# TEXTO DE ESTUDIO:

La solidaridad y la actitud anarquista

Místicos, legalitarios, socialistas, discurren sobre la solidaridad que unirá a los hombres; los primeros, porque afirman que Dios es el padre del género humano; los segundos, porque atribuyen a la ley la buena convivencia social y los últimos porque creen que la producción y el consumo tienen mutuos deberes y derechos ineludibles.

El anarquista individualista no se curva ante estas tres abstracciones. Fría y lealmnete somete a la crítica este formidable argumento: Solidaridad obligada no merece tal nombre. Y añade que, habiendo venido a la sociedad humana por el conjunto de circunstancias de un fenómeno natural, se encontró desde un principio en frente de condiciones morales, intelectuales y económicas impuestas sin discusión. Desde la más tierna infancia las instituciones y los hombres se coaligaron para determinarles a la resignación y a la solidaridad del medio ambiente. En la familia, la escuela, el cuartel y la fábrica se le predicó la misma virtud hacia sus semejantes. Solidario de los padres, aún en el momento de impedirle por fuerza el correr hacia la joven que despertaba sus sentidos, solidario del maestro que le retenía en verano largas horas en clase, mientras fuera las flores se abrían y los pájaros trinaban, solidario del superior militar que le imponía humillaciones y ejercicios estúpidos, solidario del patrón, a quien una hora de trabajo de los obreros venía a aumentar más y más la fortuna y el bienestar ... Hay suficiente para comprender que tal solidaridad es sinónimo de esclavitud.

Por mi parte, una más detenida reflexión me enseñó que yo era tan esclavo de los de arriba como de los de abajo. El indigente que aclama la retreta militar, el guardían que retiene en la cárcel al desgraciado, el obrero soplón de sus camaradas, para conseguir una plaza de capataz; el policía, astuto para quitar la poca libertad a los infelices delincuentes; el aldeano que me mira con desprecio, porque prefiero pasearme por el campo mejor que respirar el aire viciado de fábricas y talleres; el sindicalista que con placer me vería despedido del trabajo porque me niego a ser su coasociado, todos estos seres afirman que yo les debo solidaridad y que por ellos y con ellos debo pensar, accionar, producir, es decir, consagrar lo mejor de mis facultades.

# DATOS PROPORCIONADOS:
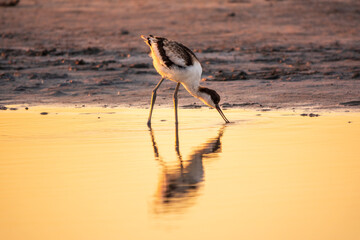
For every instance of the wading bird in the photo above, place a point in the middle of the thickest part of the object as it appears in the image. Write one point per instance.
(174, 61)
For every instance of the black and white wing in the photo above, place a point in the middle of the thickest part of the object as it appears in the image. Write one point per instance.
(170, 53)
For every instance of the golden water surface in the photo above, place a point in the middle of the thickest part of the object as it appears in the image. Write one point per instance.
(100, 173)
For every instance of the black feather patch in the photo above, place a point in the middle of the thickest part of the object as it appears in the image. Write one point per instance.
(213, 94)
(164, 57)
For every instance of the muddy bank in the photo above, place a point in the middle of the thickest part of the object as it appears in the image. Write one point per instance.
(267, 54)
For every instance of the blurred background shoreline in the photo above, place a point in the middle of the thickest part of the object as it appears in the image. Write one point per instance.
(256, 53)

# CONJUNTO DE TAREAS:
1/ Traduce al inglés esta oración del texto de estudio: "El anarquista individualista no se curva ante estas tres abstracciones."
2/ Reproduce literalmente el fragmento del texto de estudio que empieza con las palabras que contienen "Por mi parte, una" y termina con "de mis facultades.".

# SOLUCIONES:
1/ The individualist anarchist does not bow before these three abstractions.

2/
Por mi parte, una más detenida reflexión me enseñó que yo era tan esclavo de los de arriba como de los de abajo. El indigente que aclama la retreta militar, el guardían que retiene en la cárcel al desgraciado, el obrero soplón de sus camaradas, para conseguir una plaza de capataz; el policía, astuto para quitar la poca libertad a los infelices delincuentes; el aldeano que me mira con desprecio, porque prefiero pasearme por el campo mejor que respirar el aire viciado de fábricas y talleres; el sindicalista que con placer me vería despedido del trabajo porque me niego a ser su coasociado, todos estos seres afirman que yo les debo solidaridad y que por ellos y con ellos debo pensar, accionar, producir, es decir, consagrar lo mejor de mis facultades.